» **Exercise instructions**
Update the lines below, replacing every "innermost point" with "central point" and leaving all else as it stands.

» **Material provided**
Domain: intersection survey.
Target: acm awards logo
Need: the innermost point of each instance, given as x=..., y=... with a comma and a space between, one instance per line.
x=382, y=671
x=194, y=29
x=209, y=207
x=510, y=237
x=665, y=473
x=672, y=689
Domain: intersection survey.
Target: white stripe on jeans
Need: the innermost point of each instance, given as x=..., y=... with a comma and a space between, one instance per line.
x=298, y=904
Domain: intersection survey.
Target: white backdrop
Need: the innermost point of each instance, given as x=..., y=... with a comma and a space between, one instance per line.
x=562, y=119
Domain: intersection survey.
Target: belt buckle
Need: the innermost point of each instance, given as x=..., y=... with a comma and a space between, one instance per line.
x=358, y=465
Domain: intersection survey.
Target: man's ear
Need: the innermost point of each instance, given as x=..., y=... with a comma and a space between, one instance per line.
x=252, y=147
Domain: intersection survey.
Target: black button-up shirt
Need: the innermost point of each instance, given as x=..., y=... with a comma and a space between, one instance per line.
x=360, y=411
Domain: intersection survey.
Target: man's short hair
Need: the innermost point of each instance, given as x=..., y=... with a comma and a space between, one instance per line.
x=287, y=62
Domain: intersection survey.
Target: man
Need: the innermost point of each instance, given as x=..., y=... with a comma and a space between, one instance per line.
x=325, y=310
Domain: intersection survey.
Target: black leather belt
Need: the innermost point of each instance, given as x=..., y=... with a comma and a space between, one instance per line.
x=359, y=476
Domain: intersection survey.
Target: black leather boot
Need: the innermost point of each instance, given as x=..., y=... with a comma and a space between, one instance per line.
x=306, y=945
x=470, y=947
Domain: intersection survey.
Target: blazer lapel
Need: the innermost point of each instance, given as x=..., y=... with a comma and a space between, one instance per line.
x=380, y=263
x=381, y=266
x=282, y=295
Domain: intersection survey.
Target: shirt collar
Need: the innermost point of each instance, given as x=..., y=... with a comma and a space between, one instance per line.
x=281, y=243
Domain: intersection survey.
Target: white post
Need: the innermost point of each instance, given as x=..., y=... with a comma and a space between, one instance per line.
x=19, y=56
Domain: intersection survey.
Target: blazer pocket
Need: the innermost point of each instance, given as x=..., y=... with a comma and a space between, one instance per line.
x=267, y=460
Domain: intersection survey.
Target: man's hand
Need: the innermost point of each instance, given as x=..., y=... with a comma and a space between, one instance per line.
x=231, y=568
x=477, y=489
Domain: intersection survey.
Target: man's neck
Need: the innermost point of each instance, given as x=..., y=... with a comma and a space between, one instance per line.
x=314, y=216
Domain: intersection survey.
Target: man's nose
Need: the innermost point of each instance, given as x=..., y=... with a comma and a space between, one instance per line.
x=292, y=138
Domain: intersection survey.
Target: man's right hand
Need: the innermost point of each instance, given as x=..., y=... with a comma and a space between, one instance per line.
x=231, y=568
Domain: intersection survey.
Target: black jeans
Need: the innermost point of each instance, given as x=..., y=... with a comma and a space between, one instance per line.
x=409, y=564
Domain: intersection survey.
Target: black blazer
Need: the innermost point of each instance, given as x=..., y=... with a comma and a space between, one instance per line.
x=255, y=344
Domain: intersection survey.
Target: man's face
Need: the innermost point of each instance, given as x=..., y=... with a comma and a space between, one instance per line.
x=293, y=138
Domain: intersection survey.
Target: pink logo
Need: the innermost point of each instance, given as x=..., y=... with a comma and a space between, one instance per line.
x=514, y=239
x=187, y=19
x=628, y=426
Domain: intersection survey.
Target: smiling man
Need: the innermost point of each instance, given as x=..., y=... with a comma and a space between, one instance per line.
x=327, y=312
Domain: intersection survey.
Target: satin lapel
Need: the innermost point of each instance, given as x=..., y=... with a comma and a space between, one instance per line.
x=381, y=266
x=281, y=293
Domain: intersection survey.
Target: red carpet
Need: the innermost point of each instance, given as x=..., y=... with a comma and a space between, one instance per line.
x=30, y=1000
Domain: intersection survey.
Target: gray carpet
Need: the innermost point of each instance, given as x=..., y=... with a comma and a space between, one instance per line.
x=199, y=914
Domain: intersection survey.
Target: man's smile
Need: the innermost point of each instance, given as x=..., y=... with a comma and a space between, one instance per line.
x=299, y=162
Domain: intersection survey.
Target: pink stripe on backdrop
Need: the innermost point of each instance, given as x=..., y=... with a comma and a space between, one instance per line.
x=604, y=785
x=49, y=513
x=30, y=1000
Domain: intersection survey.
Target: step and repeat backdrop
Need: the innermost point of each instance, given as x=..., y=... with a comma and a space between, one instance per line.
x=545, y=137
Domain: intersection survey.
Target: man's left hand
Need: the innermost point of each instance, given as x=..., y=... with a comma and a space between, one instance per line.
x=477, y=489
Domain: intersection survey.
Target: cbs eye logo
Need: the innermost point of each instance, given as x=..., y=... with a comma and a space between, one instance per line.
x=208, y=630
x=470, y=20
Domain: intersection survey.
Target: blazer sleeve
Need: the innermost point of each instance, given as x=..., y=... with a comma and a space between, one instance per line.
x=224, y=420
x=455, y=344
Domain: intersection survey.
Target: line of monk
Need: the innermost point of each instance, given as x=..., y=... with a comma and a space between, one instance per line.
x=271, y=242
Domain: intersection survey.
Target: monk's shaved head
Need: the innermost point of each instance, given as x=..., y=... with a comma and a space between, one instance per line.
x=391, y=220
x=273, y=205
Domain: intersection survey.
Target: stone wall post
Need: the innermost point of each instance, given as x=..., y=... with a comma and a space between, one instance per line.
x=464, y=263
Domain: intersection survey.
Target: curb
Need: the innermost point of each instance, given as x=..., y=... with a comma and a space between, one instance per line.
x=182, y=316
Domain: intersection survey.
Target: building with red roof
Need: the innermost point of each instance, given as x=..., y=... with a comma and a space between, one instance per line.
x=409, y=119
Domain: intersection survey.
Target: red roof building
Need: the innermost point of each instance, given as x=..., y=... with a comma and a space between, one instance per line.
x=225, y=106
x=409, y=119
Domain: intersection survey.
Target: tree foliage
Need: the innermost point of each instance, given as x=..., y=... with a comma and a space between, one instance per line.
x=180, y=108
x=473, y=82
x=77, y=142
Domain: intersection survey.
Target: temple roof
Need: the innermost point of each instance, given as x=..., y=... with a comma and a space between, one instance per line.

» **Reply**
Domain: intersection survey.
Target: acm awards logo
Need: the central point of each instance, given as x=..., y=... with a comma and a space between, one instance per line.
x=382, y=671
x=194, y=29
x=209, y=207
x=510, y=237
x=665, y=473
x=672, y=689
Domain: intersection survey.
Target: white stripe on jeans
Need: the central point of each instance, given as x=..., y=... with a comma and a space between, one instance per line.
x=298, y=904
Domain: intersection survey.
Target: white backdrop
Need: the central point of each instance, given as x=..., y=... with a comma and a space between, one instance per line.
x=562, y=119
Domain: intersection survey.
Target: belt buckle
Need: the central point of each instance, given as x=..., y=... with a comma and a space between, one instance per line.
x=358, y=465
Domain: intersection survey.
Target: man's ear
Need: the central point of each instance, given as x=..., y=... with a comma and a space between, one instance per line.
x=252, y=147
Domain: intersection survey.
Target: black button-up shirt
Need: the central point of each instance, given as x=..., y=... with a comma and a space between, one instance per line.
x=360, y=411
Domain: intersection survey.
Target: man's short hair
Need: the central point of each instance, given as x=..., y=... with a comma and a space between, one instance per line.
x=287, y=62
Domain: intersection survey.
Target: man
Need: the central point of each instance, given as x=..., y=... with a comma and a space between, one instance per line.
x=325, y=310
Domain: intersection survey.
Target: black leather belt
Need: the central point of each instance, given as x=..., y=... with a comma and a space between, one instance per line.
x=359, y=476
Domain: intersection survey.
Target: black leather boot
Need: the central point of each instance, given as x=..., y=... with a comma and a space between, one instance per line.
x=306, y=945
x=470, y=947
Domain: intersection survey.
Target: blazer lapel
Need: the central point of each instance, given as x=..., y=... with a comma and a space between, one instance per line.
x=380, y=263
x=381, y=266
x=282, y=295
Domain: intersection survey.
Target: shirt collar
Need: the central point of each instance, given as x=..., y=... with a comma and a space between, one instance per line.
x=281, y=243
Domain: intersection survey.
Target: white post
Need: the central point of each instance, given as x=..., y=... with a comma and a space between, one instance per line.
x=19, y=56
Domain: intersection survey.
Target: blazer pocket
Need: the central point of each instance, given as x=..., y=... with a comma and a space between, one instance per line.
x=267, y=460
Domain: intersection survey.
Target: man's hand
Need: the central point of each instance, given as x=..., y=... with a comma and a space between, one instance per line.
x=231, y=568
x=477, y=489
Domain: intersection survey.
Target: man's neck
Need: the central point of each instance, given as x=..., y=... with a comma and a space between, one instance per line.
x=314, y=216
Domain: intersection survey.
Target: man's nose
Need: the central point of each instance, given as x=..., y=... with a comma and a space between, one instance per line.
x=292, y=138
Domain: intersection survey.
Target: man's right hand
Need: the central point of each instance, given as x=..., y=... with a comma and a space between, one instance per line.
x=231, y=568
Domain: intersection survey.
Target: black jeans
Need: the central point of each instance, given as x=..., y=... with a comma and a space between, one instance per line.
x=409, y=564
Domain: intersection survey.
Target: black blazer
Need: the central point of each instance, given as x=..., y=... with a comma and a space between, one instance per line.
x=255, y=344
Domain: intersection survey.
Target: man's face
Need: the central point of each instance, given as x=..., y=... with a comma and a space between, one instance per line.
x=293, y=138
Domain: intersection survey.
Target: pink logo
Need: the central point of each instance, given as x=..., y=... with a comma and a space between, one instance per line.
x=514, y=239
x=187, y=19
x=628, y=426
Domain: intersection survey.
Target: smiling man
Need: the central point of each instance, given as x=..., y=... with a comma and a space between, one instance per line.
x=327, y=312
Domain: intersection survey.
Target: satin lapel
Need: the central point of each instance, given as x=..., y=... with a comma and a space between, one instance per line.
x=381, y=266
x=281, y=293
Domain: intersection survey.
Target: red carpet
Need: the central point of each instance, given as x=..., y=... with a comma and a space between, one instance per line.
x=30, y=1000
Domain: intersection survey.
Target: gray carpet
Need: the central point of each instance, given as x=..., y=... with a comma and a space between, one instance per line.
x=199, y=914
Domain: intersection survey.
Target: man's smile
Need: the central point of each instance, given as x=..., y=... with a comma and a space between, one instance per line.
x=299, y=162
Domain: intersection survey.
Target: pink stripe on backdrop
Need: the central point of each instance, given as x=..., y=... with a comma and a space between, one instance per line.
x=604, y=785
x=49, y=513
x=30, y=1000
Domain: intersection survey.
Target: step and repeat backdrop
Need: the central point of each instance, given as x=..., y=... with a comma and a space between, one instance per line.
x=545, y=137
Domain: intersection survey.
Target: man's left hand
Need: the central point of each instance, given as x=..., y=... with a comma and a space between, one instance per line.
x=477, y=489
Domain: intersection survey.
Target: cbs eye logo
Need: the central point of each instance, given as x=..., y=... with a comma and a space between, one instance per line.
x=208, y=630
x=470, y=20
Domain: intersection survey.
Target: blazer sleeve
Need: the central point of each instance, given as x=..., y=... with a comma and a space between, one instance per line.
x=224, y=420
x=455, y=344
Domain: intersection survey.
Target: line of monk
Need: the central point of each instance, given as x=..., y=... with a comma and a space between, one instance per line.
x=271, y=242
Domain: intersection survey.
Target: monk's shaved head
Need: the central point of each instance, given as x=..., y=... with a comma and a space between, one instance per line.
x=391, y=220
x=273, y=205
Domain: intersection survey.
Target: stone wall post
Need: the central point of each instance, given as x=..., y=... with a comma and a space between, one instance per line.
x=464, y=263
Domain: intersection survey.
Target: curb
Need: the central point of each instance, given as x=..., y=... with a comma and a space between, one instance per line.
x=182, y=316
Domain: intersection survey.
Target: building with red roof
Need: the central point of each instance, given as x=..., y=... with a comma and a space between, one instance per line.
x=409, y=119
Domain: intersection survey.
Target: red roof building
Need: the central point of each instance, given as x=..., y=... with a comma and a space between, one instance per line.
x=225, y=106
x=409, y=119
Domain: intersection survey.
Target: tree foliage
Need: the central point of each instance, given as x=..., y=... with a comma and a space between, one instance per line.
x=180, y=108
x=473, y=82
x=77, y=142
Domain: intersection survey.
Target: temple roof
Need: the central point of each instance, given as x=..., y=... with a comma and a space between, one instance per line.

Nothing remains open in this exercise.